Provided passage:
**********

United States District Court, S.D. Illinois
DAVID R. HERNDON, District Judge.
I. Introduction and Background
This matter is before the Court on Wooten's motion to vacate, set aside, or correct sentence, pursuant to 28 U.S.C. § 2255 (Docs. 1 & 8). The government opposes the motion (Doc. 7). Based on the following, the Court denies Wooten's petition. Further, having closely examined the record, the Court concludes that an evidentiary hearing is not necessary in this matter. It is proper to deny a § 2255 motion without an evidentiary hearing if "the motion and the files and records of the case conclusively demonstrate that the prisoner is entitled to no relief." 28 U.S.C. § 2255; Cooper v. United States, 378 F.3d 638, 641-42 (7th Cir. 2004) (district court did not abuse its discretion in denying petitioner an evidentiary hearing where petitioner did not provide additional facts or assertions that would warrant a hearing).
Wooten was convicted, after a second jury trial, of possession with intent to distribute over 50 grams of cocaine base, in violation of 21 U.S.C. § 841(a)(1) and § 841(b)(1)(A). United States v. Wooten, 10-CR-30088-DRH, Docs. 86, 97 & 89. Thereafter, the Court sentenced Wooten to a term of life imprisonment on July 8, 2011. Id. at Docs. 98 & 101. Wooten filed a direct appeal of his sentence and conviction. Id. at Doc. 103. Wooten raised three issues on appeal: (1) he challenged the sufficiency of the evidence presented by the government to prove that he intended to distribute crack; (2) he argued that the district court erred in admitting evidence of his prior conviction for distributing crack under Federal Rule of Evidence 404(b); and (3) he argued that the district court erred in concluding that he cannot benefit from the lower mandatory minimums established by the Fair Sentencing Act ("FSA"). See Id. at Doc. 129. The Seventh Circuit affirmed Wooten's conviction, but in light of Dorsey v. United States, 132 S.Ct. 2321 (2012), vacated his sentence and remanded for resentencing. On remand, the Court sentenced Wooten to 360 months in prison in accordance with the FSA on November 12, 2012. Id. at Docs. 136 & 137.

**********

Dataset extract:

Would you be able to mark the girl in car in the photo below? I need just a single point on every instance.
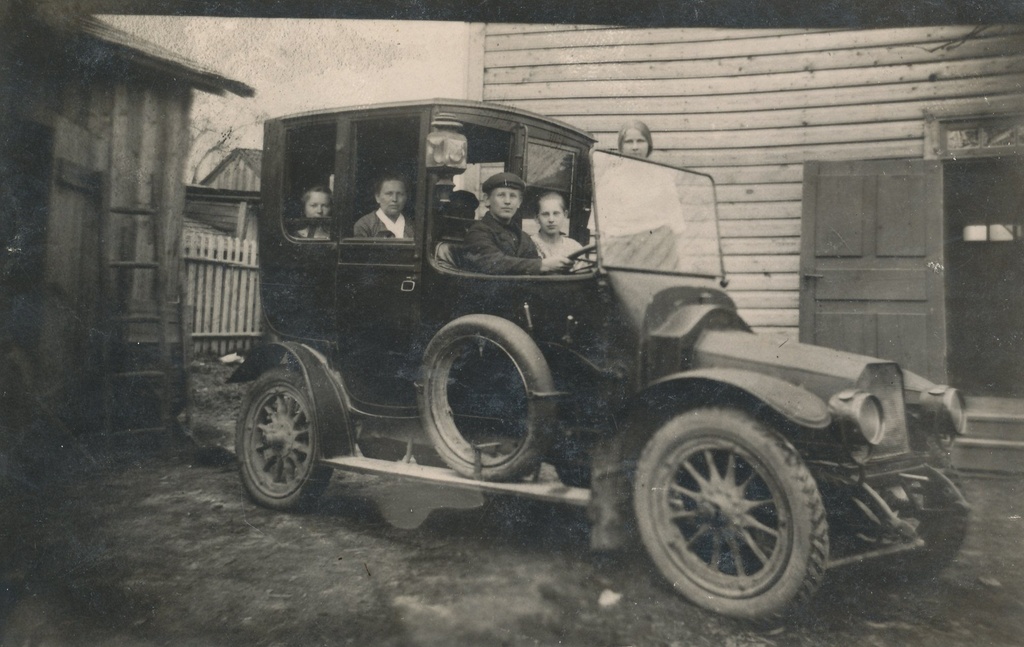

**********

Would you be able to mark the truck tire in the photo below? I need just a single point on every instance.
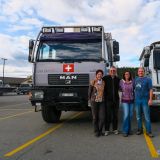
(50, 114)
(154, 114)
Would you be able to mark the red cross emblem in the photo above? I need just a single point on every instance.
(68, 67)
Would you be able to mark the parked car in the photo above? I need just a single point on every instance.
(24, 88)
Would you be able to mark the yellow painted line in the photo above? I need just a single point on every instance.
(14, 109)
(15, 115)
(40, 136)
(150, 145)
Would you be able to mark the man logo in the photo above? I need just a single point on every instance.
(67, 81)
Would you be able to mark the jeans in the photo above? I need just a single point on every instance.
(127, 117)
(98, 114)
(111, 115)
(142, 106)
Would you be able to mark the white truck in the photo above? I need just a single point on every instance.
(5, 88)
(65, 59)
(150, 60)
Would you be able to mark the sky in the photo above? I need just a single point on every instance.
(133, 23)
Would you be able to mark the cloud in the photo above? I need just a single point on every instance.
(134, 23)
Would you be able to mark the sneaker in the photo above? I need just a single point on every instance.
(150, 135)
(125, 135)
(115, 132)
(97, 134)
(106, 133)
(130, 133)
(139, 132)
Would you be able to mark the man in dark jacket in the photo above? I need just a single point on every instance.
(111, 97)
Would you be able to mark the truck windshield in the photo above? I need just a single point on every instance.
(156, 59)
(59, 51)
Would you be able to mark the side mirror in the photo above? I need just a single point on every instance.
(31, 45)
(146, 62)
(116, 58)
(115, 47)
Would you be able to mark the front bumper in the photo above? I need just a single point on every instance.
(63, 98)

**********

Required tasks:
A - In the district court ruling, switch "evidentiary hearing" to "oral hearing" and give the passage between "I. Introduction and" and "warrant a hearing).", inclusive.
B - For each statement, say yes or no according to the district court ruling, and quote the words that decide it. (i) Wooten was first sentenced to life imprisonment on July 8, 2011. (ii) The Seventh Circuit vacated Wooten's conviction. (iii) Wooten raised four issues on appeal.

Outputs:
A -
I. Introduction and Background
This matter is before the Court on Wooten's motion to vacate, set aside, or correct sentence, pursuant to 28 U.S.C. § 2255 (Docs. 1 & 8). The government opposes the motion (Doc. 7). Based on the following, the Court denies Wooten's petition. Further, having closely examined the record, the Court concludes that an oral hearing is not necessary in this matter. It is proper to deny a § 2255 motion without an oral hearing if "the motion and the files and records of the case conclusively demonstrate that the prisoner is entitled to no relief." 28 U.S.C. § 2255; Cooper v. United States, 378 F.3d 638, 641-42 (7th Cir. 2004) (district court did not abuse its discretion in denying petitioner an oral hearing where petitioner did not provide additional facts or assertions that would warrant a hearing).

B -
(i) Yes: "the Court sentenced Wooten to a term of life imprisonment on July 8, 2011."
(ii) No: "The Seventh Circuit affirmed Wooten's conviction."
(iii) No: "Wooten raised three issues on appeal."